- EXERCISE TEXT

The following metrics are sourced from truck driver recruiting campaigns managed by Randall-Reilly. Recent trends are detailed below in an effort to review driver employment activity.
In the past 12 months, the network of unique driver recruiting landing pages maintained by Randall-Reilly was visited by over 5.5 million users. Over 4.5 million unique users visited using a mobile device, over 900k visited using a computer, and over 120k visited using a tablet.

For Driver Recruiting campaigns managed by Randall-Reilly:

  • Drivers submitted more than 972k unique leads to 845 different clients through Randall-Reilly advertising campaigns. 
  • 284k unique driver contacts submitted 503k unique short forms to various fleets.
  • 339k unique driver callers made 469k unique call leads to fleets.

Summary

Trucking conditions will continue to be highly favorable for carriers through at least Q1 2022 and will likely continue to be favorable for carriers through the rest of 2022. This is continuing to cause a lot of competition between carriers for drivers as they post jobs in more locations and offer increased pay. As a result of this competition, lead and hire costs remain elevated.

- WORK INSTRUCTIONS
1. Please translate this sentence from the driver recruiting text into Spanish: "As a result of this competition, lead and hire costs remain elevated."
2. Answer these questions using the driver recruiting text:
(a) How many users visited the landing pages using a tablet?
(b) To how many different clients did drivers submit leads?
(c) Through at least which quarter are trucking conditions expected to stay highly favorable for carriers?
The entries that come next are separate material and have no connection to the driver recruiting text.

- SUPPLIED DATA
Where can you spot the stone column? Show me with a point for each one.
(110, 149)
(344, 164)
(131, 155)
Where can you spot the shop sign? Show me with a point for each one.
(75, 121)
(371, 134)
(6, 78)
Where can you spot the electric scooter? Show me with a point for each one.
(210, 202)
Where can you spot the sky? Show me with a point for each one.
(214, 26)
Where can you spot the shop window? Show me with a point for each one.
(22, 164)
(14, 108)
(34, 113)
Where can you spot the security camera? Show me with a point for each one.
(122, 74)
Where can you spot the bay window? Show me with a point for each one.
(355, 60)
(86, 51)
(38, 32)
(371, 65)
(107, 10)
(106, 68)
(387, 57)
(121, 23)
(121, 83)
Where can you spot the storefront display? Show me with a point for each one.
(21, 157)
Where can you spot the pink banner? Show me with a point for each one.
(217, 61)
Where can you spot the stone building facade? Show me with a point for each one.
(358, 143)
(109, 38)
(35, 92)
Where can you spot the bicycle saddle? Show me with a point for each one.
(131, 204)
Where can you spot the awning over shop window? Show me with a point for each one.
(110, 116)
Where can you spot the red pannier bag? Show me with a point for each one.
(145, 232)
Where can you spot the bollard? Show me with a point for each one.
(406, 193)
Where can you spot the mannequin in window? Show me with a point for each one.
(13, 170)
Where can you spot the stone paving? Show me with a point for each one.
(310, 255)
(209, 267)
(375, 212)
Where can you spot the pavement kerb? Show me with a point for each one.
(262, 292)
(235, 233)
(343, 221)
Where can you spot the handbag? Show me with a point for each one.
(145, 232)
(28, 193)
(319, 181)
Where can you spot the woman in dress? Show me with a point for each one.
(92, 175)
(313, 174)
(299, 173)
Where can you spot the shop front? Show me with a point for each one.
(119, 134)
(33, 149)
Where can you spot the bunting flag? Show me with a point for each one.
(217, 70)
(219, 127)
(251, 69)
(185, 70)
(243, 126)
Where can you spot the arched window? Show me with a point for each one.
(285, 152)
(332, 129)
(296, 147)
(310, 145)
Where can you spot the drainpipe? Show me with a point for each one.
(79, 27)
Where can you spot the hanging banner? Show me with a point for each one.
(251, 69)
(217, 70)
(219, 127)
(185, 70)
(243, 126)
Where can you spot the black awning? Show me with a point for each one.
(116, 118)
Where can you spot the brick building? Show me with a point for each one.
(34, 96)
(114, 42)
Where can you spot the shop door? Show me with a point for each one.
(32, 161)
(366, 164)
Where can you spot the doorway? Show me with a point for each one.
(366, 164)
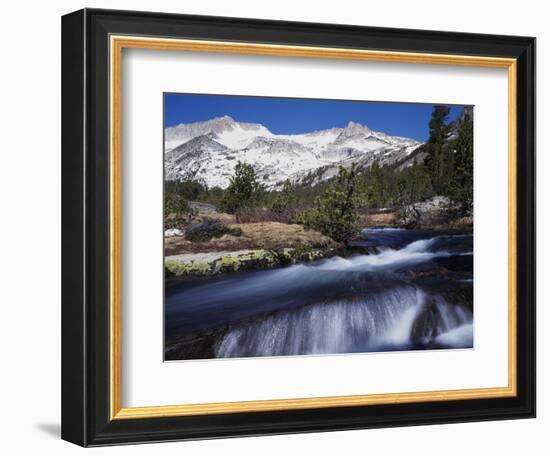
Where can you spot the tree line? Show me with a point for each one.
(333, 207)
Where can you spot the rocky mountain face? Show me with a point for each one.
(208, 151)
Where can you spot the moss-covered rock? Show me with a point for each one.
(207, 264)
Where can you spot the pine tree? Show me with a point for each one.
(438, 159)
(461, 189)
(284, 202)
(243, 190)
(335, 211)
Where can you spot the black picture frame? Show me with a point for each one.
(85, 224)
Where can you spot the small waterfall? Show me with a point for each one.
(417, 296)
(376, 323)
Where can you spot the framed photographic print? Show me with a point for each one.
(278, 227)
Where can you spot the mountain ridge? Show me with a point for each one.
(208, 150)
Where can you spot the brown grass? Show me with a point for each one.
(266, 235)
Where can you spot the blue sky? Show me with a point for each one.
(300, 115)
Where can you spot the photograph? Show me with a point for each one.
(315, 227)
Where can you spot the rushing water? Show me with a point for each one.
(414, 293)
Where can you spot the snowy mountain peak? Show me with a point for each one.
(353, 129)
(208, 151)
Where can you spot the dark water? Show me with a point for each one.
(415, 293)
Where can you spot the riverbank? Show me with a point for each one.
(269, 244)
(436, 213)
(213, 263)
(415, 293)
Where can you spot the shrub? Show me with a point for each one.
(208, 229)
(335, 213)
(243, 190)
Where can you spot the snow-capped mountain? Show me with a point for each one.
(208, 151)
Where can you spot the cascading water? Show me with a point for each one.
(411, 296)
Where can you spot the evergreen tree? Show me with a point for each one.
(413, 185)
(243, 190)
(461, 189)
(377, 185)
(335, 211)
(438, 159)
(284, 202)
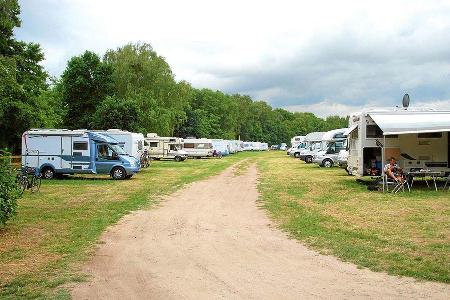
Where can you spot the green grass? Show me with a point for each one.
(404, 234)
(57, 229)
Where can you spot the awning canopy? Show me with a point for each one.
(404, 122)
(350, 130)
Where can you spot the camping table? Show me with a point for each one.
(432, 174)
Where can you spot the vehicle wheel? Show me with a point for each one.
(327, 163)
(35, 184)
(118, 173)
(48, 173)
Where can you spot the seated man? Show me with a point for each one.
(393, 170)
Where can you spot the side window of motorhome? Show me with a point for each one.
(80, 146)
(373, 131)
(430, 135)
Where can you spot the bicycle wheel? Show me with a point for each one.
(35, 184)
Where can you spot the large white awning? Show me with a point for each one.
(405, 122)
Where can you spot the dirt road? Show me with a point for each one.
(212, 241)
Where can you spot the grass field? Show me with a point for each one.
(57, 228)
(403, 234)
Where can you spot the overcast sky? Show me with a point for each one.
(328, 57)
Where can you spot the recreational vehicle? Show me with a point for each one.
(417, 138)
(160, 147)
(62, 151)
(333, 142)
(131, 142)
(198, 147)
(313, 145)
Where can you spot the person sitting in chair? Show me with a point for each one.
(393, 170)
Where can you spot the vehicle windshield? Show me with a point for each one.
(116, 148)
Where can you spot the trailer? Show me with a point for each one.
(159, 147)
(198, 147)
(62, 151)
(417, 138)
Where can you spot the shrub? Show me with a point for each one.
(9, 190)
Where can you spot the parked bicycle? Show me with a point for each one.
(29, 178)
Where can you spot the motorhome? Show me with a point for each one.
(62, 151)
(296, 140)
(313, 145)
(333, 142)
(198, 147)
(161, 147)
(131, 142)
(221, 146)
(417, 138)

- OUTPUTS BY TASK
1. Como resultado de esta competencia, los costos por prospecto y por contratación siguen siendo elevados.

2.
(a) Over 120k
(b) 845
(c) Q1 2022